*Text zur Analyse*.
⁂
Die am häufigsten eingesetzte Behandlungsmethode bei Prostatakrebs ist die radikale Prostatektomie. Sie ist allerdings oft mit unerwünschten Nebenwirkungen verbunden. Viele Männer leiden nach der OP an ungewolltem Harnabgang, entweder vorübergehend oder dauerhaft. Auch die Erektionsfähigkeit ist nach der Prostatektomie nicht selten beeinträchtigt. Beide Probleme wirken sich auf die Lebensqualität der betroffenen Männer aus.
⁂
*Informationen*.
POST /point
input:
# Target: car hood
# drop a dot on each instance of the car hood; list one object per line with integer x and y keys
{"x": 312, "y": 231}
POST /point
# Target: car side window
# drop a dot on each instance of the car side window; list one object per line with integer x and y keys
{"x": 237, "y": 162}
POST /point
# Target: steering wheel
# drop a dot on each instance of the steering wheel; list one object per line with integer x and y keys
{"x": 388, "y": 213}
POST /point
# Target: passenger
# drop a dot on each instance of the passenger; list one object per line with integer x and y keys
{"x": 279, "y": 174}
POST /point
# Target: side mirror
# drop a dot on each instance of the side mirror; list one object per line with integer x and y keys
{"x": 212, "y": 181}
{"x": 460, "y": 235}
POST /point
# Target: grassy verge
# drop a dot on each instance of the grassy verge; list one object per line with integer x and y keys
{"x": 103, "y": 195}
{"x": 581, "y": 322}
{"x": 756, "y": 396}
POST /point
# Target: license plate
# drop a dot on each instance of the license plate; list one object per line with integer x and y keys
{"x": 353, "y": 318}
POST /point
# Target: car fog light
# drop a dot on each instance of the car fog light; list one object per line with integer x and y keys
⁂
Erklären Sie anhand des Textes über die Behandlung von Prostatakrebs, warum die radikale Prostatektomie die Lebensqualität der betroffenen Männer beeinträchtigen kann.

*Ergebnis*. Nach der Operation leiden viele Männer vorübergehend oder dauerhaft an ungewolltem Harnabgang. Außerdem ist die Erektionsfähigkeit nicht selten beeinträchtigt. Beide Nebenwirkungen wirken sich auf die Lebensqualität aus.